* [FRAGMENTO DE PÁGINA]:

((

PINTAR AL RITMO DE TUS GESTOS
En el año 1962, viajé por primera vez a Londres para visitar la Tate Gallery y un mundo abierto que desde Bilbao, en plena dictadura, era difícil imaginar: las películas de la nouvelle vague, el primer cine porno, creadores orientales impensables en España y las nuevas ideas que se proyectaban todas las tardes en los cines de Londres que tenían un cenicero en cada brazo de la butaca.
Perseguía conocer urgentemente algo más del expresionismo abstracto de la Escuela de Nueva York, que con unas pocas referencias fotográficas me había conquistado; pero también el descubrimiento llegaba con retraso a Londres, como a Madrid; apenas estaba presente en algunas galerías avanzadas y en las revistas ArtNews, Art in America, ArtForum, etc., que podían encontrarse en Foyles y las librerías de los museos.
Woman I (1952), de Willem de Kooning
De KOONING, DE BROCHA GORDA
De Kooning, Pollock, Rothko, Kline, Gorka, Clyfford Still… No importa que fueran diferentes entre sí, tenían una vibración común inconfundible: la sumisión al gesto libre para pintar. Y eso me parecía fascinante. Desde Londres, en la primera conferencia telefónica con la familia, supliqué que me invitaran a hacer mi primer viaje a Nueva York para ir al MoMA, a las galerías de Chelsea…
Cuando llegué a Nueva York, en ese primer viaje, tras dejar las cosas en un hotel de Broadway, con el sueño cambiado, me lancé al Metropolitan y a las galerías en las que los expresionistas habían expuesto con mayor frecuencia.
Tal era la urgencia por ver de cerca la fuerza y espontaneidad del gesto pictórico. William de Kooning hacía realidad lo que yo había intuido. Cuando supe que había sido pintor de casas y almacenes le comprendí mejor. “Al empezar un cuadro, tiro los dados y a ver qué sale…”, decía De Kooning.
El expresionismo abstracto (o figurativo) llegó a mi vida para quedarse ¿Cómo dejar de confiar en el gesto libre?
Apenas podía percibir auténticas emociones de los maravillosos clásicos del Prado, del Louvre o de los Museos Vaticanos, etc., a pesar de su laboriosa perfección y trascendencia.
Solo el siglo XX era inteligible y provocador para mí.

))

* [DATOS PROPORCIONADOS]:
((

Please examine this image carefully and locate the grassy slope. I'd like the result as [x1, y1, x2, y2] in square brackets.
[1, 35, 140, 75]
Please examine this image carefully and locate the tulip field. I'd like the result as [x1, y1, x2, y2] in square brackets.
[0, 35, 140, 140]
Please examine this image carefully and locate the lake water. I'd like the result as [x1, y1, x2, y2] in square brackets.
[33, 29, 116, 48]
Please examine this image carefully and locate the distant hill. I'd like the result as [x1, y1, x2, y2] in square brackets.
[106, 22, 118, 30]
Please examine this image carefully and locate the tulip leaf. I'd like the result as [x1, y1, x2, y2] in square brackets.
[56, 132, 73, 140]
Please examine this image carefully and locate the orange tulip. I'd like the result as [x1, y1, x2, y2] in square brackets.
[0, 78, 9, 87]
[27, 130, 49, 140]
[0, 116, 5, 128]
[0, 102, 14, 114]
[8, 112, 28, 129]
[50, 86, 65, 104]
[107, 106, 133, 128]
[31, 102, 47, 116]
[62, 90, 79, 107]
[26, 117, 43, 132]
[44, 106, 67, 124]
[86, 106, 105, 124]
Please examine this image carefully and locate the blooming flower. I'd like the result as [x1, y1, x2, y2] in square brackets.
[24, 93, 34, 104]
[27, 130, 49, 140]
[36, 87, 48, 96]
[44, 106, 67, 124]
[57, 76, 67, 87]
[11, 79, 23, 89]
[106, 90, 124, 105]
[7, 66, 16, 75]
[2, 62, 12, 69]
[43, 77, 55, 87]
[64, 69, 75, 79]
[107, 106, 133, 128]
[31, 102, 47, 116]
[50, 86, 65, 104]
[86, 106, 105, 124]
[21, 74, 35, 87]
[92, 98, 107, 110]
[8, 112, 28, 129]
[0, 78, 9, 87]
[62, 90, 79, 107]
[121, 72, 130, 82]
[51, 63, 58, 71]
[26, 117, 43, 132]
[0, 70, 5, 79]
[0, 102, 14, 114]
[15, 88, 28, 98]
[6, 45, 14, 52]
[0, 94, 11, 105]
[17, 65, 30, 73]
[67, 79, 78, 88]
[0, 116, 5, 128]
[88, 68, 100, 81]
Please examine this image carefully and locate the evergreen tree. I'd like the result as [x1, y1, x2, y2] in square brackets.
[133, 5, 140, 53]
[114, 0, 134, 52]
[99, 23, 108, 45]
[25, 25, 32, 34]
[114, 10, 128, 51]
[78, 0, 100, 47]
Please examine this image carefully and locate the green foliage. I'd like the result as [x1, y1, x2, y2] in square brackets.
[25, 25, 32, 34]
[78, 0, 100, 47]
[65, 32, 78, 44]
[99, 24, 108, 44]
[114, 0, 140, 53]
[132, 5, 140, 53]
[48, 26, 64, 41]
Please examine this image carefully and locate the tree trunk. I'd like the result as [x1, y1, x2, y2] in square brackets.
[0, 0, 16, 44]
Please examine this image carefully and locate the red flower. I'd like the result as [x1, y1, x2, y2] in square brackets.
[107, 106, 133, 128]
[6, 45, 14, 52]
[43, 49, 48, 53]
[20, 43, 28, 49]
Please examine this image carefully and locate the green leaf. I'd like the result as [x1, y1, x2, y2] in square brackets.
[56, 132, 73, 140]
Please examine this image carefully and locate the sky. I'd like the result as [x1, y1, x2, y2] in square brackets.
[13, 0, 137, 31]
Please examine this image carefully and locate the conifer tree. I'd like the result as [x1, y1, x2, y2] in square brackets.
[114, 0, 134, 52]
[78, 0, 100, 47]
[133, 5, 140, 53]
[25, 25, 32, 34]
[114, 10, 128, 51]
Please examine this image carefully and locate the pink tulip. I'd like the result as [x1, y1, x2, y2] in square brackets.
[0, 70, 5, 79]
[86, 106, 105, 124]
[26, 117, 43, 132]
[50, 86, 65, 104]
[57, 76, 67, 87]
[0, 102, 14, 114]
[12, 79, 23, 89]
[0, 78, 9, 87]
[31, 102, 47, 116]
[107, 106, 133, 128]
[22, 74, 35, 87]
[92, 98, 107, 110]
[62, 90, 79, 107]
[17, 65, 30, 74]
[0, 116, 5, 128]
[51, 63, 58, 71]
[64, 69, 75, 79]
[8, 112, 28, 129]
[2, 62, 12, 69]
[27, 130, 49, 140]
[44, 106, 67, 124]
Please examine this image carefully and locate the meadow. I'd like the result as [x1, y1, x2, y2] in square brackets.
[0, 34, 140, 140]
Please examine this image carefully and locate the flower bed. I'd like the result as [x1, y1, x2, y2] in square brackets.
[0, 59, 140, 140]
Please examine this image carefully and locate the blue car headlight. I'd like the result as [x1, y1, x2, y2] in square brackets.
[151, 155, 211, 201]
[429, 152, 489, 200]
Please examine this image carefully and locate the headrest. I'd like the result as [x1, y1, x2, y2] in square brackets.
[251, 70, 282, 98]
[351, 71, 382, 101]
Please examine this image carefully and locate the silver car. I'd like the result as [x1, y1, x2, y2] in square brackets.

))

* [TAREAS DEL EJERCICIO]:
a: Enumera todos los museos que se nombran en el fragmento de página.
b: Resume el fragmento de página en dos oraciones.
Los registros no intervienen en este ejercicio.

* [SOLUCIONES]:
a: Tate Gallery, MoMA, Metropolitan, Prado, Louvre y Museos Vaticanos.

b: En 1962, quien escribe viajó por primera vez a Londres, en plena dictadura, con la urgencia de conocer el expresionismo abstracto de la Escuela de Nueva York, que allí apenas estaba presente, y luego hizo su primer viaje a Nueva York para ver de cerca la fuerza del gesto pictórico, que De Kooning hacía realidad. Desde entonces, el expresionismo abstracto y su confianza en el gesto libre quedaron en su vida, mientras que los clásicos del Prado, del Louvre o de los Museos Vaticanos apenas le transmitían emociones auténticas.